TASK DETAILS.
Convert the lines below into a numbered list, starting with the line containing "the man with" and ending with the last line. Include both of those lines, and leave out any blank lines.

SUPPLIED INFORMATION.

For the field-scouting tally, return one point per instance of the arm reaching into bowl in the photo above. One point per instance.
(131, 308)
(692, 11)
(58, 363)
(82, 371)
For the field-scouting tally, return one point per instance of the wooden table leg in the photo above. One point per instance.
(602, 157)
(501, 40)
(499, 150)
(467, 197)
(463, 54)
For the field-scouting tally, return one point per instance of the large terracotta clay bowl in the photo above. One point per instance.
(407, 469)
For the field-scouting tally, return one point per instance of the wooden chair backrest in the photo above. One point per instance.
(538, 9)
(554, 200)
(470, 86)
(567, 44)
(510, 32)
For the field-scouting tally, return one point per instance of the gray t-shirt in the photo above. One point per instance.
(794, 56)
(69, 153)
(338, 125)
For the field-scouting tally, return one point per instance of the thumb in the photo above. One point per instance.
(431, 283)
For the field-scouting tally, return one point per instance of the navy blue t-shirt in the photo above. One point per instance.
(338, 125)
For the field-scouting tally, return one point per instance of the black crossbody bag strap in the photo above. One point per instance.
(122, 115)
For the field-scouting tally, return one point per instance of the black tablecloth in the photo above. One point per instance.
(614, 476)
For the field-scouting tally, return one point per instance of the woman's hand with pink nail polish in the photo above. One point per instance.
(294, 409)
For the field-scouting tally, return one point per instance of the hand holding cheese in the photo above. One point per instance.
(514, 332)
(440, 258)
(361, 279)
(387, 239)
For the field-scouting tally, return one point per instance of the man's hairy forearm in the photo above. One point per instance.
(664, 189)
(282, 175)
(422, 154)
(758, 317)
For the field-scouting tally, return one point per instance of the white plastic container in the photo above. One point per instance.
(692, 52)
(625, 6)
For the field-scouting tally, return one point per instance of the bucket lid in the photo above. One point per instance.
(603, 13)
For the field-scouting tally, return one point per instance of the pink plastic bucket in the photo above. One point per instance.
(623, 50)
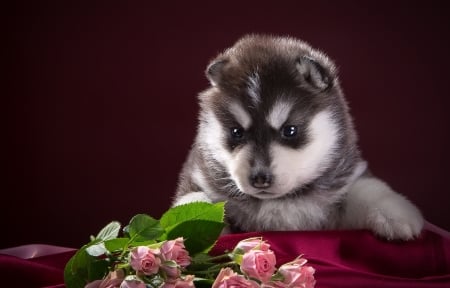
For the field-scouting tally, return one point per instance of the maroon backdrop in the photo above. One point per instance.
(101, 100)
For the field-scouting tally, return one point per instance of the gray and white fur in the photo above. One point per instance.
(276, 141)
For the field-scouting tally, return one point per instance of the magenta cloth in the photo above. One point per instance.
(341, 259)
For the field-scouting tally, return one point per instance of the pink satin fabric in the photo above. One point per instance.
(341, 259)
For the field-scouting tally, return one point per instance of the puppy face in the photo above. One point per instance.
(273, 116)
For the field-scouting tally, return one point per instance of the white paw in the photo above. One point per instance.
(395, 218)
(192, 197)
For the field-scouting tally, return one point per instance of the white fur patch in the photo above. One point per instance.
(241, 116)
(210, 137)
(372, 204)
(253, 88)
(279, 114)
(239, 168)
(293, 168)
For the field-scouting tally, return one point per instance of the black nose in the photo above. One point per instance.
(261, 180)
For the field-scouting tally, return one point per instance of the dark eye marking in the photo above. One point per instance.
(289, 131)
(237, 133)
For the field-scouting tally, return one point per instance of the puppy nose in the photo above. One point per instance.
(261, 180)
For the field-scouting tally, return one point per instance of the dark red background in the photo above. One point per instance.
(100, 100)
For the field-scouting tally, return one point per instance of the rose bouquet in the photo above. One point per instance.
(170, 252)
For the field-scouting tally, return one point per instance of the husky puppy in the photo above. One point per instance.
(276, 142)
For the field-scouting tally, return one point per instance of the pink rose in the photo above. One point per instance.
(143, 260)
(259, 264)
(171, 269)
(227, 278)
(297, 274)
(112, 280)
(250, 244)
(133, 284)
(187, 282)
(274, 284)
(175, 250)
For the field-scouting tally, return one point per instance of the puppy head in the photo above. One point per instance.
(274, 117)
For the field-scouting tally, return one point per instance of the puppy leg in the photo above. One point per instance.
(372, 204)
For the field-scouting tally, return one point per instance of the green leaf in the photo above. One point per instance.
(143, 228)
(116, 244)
(192, 211)
(97, 249)
(199, 235)
(73, 279)
(109, 232)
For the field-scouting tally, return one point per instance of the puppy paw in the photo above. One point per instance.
(395, 219)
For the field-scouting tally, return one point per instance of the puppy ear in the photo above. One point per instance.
(313, 73)
(214, 70)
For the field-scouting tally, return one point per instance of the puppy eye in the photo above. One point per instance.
(237, 132)
(289, 131)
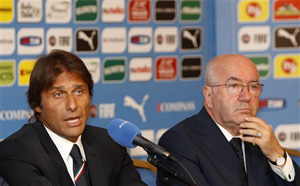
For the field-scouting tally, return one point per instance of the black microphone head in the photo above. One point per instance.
(123, 132)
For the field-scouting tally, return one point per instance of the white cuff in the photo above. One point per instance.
(287, 172)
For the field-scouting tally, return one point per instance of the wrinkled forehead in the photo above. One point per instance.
(240, 68)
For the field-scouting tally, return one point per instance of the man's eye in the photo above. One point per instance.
(253, 86)
(58, 95)
(78, 92)
(234, 85)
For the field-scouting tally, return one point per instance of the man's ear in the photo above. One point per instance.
(207, 92)
(38, 109)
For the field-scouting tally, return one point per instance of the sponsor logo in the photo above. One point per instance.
(140, 39)
(191, 67)
(93, 65)
(262, 64)
(190, 10)
(179, 106)
(114, 69)
(107, 110)
(287, 66)
(140, 69)
(288, 135)
(287, 37)
(58, 11)
(7, 41)
(130, 102)
(191, 38)
(86, 11)
(31, 41)
(165, 10)
(139, 10)
(113, 40)
(139, 151)
(93, 111)
(286, 10)
(165, 39)
(253, 11)
(166, 68)
(113, 12)
(30, 12)
(25, 69)
(9, 115)
(6, 11)
(59, 38)
(87, 40)
(255, 38)
(272, 103)
(7, 72)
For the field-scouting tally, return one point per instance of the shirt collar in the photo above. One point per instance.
(227, 134)
(65, 146)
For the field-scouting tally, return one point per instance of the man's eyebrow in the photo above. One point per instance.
(233, 78)
(62, 87)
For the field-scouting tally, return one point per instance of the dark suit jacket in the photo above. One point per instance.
(203, 149)
(29, 157)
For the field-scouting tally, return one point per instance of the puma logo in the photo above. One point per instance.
(89, 40)
(292, 37)
(192, 38)
(130, 102)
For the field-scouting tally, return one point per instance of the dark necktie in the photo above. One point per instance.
(237, 145)
(80, 172)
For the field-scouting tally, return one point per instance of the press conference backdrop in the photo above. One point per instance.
(147, 57)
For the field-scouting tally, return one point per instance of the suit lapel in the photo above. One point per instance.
(216, 142)
(251, 161)
(94, 162)
(58, 166)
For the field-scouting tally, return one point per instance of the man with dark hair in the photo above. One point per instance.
(59, 148)
(225, 144)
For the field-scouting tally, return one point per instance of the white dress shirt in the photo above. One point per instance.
(64, 147)
(287, 172)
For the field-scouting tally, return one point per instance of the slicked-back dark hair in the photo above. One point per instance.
(48, 68)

THE OUTPUT.
1. For the field-scouting tally, return one point per instance of the man with dark hair in the photo above. One point per instance.
2. (59, 148)
3. (225, 144)
4. For the field-scouting tally, return one point per instance of the white dress shirt in the photo above. One point per instance.
5. (64, 147)
6. (287, 172)
7. For the field-scouting tally, return one point per instance of the slicked-back dark hair in the photo above. One point per instance.
8. (48, 68)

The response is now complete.